**Given task 1**
Answer these from the text on parliamentary inquiries in Belgium:
(a) Which article of the Belgian Constitution gives the Chamber of Representatives the right to conduct parliamentary inquiries?
(b) Until what year did the Senate have a right to enquiry?
(c) On what date was the inquiry into the devaluation of the Belgian franc set up?
**Given task 2**
Carry on writing the text about parliamentary inquiries in Belgium, starting right after its final entry.

**Passage given**
+---+

= Parliamentary inquiry in Belgium =

The Chamber of Representatives, the lower house of the Belgian Federal Parliament, has the right to conduct parliamentary inquiries pursuant to article 56 of the Belgian Constitution. The Senate also had a right to enquiry until 2014. Committees of inquiry were rarely set up until 20 years ago, and have been used increasingly in the recent past, dealing with matters deemed of major public concern or apparent governmental failure.

The regional parliaments of Belgium also have the right to conduct parliamentary inquiries.

==Inquiries by the Chamber of Representatives==
Below are mentioned most but not all inquiries by the Chamber of Representatives before 1998.

===1880: Education reform and legislation===
May 5, 1880: Parliamentary inquiry commission concerning the moral and material situation of Belgium's primary education system, the results of the law of July 1, 1879, and the means used to inhibit implementation of this law.

===1909: Draft legislation===
March 10, 1909: Parliamentary inquiry in order to resolve the outcomes of the law of May 21, 1902 (a change in the militia law and the law on compensation for drafted men).

===1935: Monetary devaluation===
April 17, 1935: Parliamentary inquiry to determine the responsibilities in the devaluation of the Belgian franc, as set down in the law passed March 30, 1935 and the Royal Decree of March 31, 1935.

+---+

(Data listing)

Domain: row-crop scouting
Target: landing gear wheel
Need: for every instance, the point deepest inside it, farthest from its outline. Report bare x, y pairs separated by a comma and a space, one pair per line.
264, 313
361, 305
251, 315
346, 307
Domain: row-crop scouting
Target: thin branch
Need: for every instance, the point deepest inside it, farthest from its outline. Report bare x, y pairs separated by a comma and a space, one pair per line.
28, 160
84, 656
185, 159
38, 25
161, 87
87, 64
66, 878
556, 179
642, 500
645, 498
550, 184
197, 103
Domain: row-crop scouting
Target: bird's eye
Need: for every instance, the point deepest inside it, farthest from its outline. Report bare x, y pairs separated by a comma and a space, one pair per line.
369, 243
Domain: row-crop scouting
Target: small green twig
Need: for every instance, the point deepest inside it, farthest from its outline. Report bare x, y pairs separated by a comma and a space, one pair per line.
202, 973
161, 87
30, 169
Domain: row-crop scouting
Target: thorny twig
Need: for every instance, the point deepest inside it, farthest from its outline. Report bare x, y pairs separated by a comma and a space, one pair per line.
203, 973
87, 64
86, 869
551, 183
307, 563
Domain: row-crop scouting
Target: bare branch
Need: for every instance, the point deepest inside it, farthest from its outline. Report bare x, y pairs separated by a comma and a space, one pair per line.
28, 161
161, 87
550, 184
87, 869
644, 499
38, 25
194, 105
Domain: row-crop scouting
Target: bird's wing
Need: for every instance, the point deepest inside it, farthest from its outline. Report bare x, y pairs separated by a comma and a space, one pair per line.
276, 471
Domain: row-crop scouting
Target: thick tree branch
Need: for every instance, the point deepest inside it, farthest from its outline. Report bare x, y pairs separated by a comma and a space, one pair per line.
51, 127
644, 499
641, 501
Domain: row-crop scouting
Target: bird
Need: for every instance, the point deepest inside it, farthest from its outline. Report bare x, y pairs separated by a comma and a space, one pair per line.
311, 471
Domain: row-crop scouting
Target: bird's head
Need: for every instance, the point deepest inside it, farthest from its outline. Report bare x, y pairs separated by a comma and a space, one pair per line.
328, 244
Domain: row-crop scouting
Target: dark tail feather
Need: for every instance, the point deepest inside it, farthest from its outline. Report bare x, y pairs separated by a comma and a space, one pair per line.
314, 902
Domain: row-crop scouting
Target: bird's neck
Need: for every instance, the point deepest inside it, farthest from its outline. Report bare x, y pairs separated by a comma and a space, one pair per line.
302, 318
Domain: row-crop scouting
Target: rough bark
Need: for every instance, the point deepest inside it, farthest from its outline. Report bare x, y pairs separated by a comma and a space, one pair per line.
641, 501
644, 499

+---+

**Written response 1**
(a) Article 56.
(b) 2014.
(c) April 17, 1935.

**Written response 2**
===1959: Leopoldstad===
January 15, 1959: Parliamentary inquiry commission concerning the riots that took place in Léopoldville/Leopoldstad in January 1959.

===1972: Publicity on state-run television networks===
June 18, 1972: Parliamentary inquiry commission on the direct or indirect addition of commercial texts or imagery in the broadcasts of the BRT, the RTB, and cable television.

===1985: Handling of Heysel Stadium disaster===
June 6, 1985: Parliamentary inquiry commission to the causes, the circumstances, and the lessons that should be drawn from the tragic events that took place on May 29, 1985, during the football match between Liverpool and Juventus Turin (the Heysel Stadium disaster).

===1987: Arms sales to embargoed countries===
April 9, 1987: Parliamentary inquiry commission for research on the Belgian arms and munition sales to countries in armed conflicts, or against which a weapons embargo is in place.

===1988: Fraud and non-proliferation treaty breaches===
March 17, 1988: Parliamentary inquiry commission for the study of the range, the causes, and the results of possible fraud and of possible violations of the Non-Proliferation Treaty by the Studiecentrum voor Kernenergie (SCK), and related companies (see the Transnuklear scandal).

===1988: Handling of major crime and terrorism===
April 21, 1988: Parliamentary inquiry commission to research methods of opposing banditry and terrorism.

===1988: Arms sales to embargoed countries===
June 16, 1988: Parliamentary inquiry commission for research into Belgian arms and munition sales to countries in armed conflicts, or against which a weapons embargo has been declared.

===1992: Human trafficking===
November 26, 1992: Parliamentary enquiry commission to research a structural policy concerning punishment for and eradication of human trafficking.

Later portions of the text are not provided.